# [Instructions to follow]
Retype exactly the lines from the line with "the girl's face." to the end of the data, keeping both boundary lines.
──────
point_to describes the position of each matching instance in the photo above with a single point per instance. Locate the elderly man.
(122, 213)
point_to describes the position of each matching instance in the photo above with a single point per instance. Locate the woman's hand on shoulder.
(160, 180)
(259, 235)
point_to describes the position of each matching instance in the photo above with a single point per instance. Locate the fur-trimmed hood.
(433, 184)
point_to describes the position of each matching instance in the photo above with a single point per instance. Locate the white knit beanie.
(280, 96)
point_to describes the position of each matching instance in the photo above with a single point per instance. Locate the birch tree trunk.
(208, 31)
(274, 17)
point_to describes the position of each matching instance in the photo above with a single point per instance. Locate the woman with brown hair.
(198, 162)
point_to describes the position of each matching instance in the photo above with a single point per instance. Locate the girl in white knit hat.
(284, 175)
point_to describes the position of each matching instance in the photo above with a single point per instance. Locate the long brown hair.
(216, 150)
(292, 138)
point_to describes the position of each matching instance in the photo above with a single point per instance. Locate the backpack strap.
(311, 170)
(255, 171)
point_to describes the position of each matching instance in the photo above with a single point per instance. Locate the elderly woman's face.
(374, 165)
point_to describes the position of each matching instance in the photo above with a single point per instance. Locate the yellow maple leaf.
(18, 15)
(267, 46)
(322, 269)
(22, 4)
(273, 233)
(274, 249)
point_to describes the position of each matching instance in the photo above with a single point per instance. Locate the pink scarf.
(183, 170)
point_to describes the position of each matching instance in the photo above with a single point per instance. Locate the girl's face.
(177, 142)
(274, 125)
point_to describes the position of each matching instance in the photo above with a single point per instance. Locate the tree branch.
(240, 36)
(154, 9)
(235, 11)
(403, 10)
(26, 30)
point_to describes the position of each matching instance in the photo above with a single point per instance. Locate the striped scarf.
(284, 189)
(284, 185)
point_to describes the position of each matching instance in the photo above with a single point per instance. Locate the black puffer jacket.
──────
# [Written response]
point_to describes the position of each matching instance in the photo above with a single point per instance. Locate the girl's face.
(177, 142)
(274, 125)
point_to describes the position of each matching instance in the photo above with a single point per instance. Locate the tree branch.
(240, 36)
(154, 9)
(235, 11)
(403, 10)
(26, 30)
point_to describes the position of each matching instance in the photo above with a single point per instance. Locate the striped scarf.
(284, 189)
(284, 185)
point_to describes the position of each matching instance in the photo above with a single point per instance. Locate the black puffer jacket.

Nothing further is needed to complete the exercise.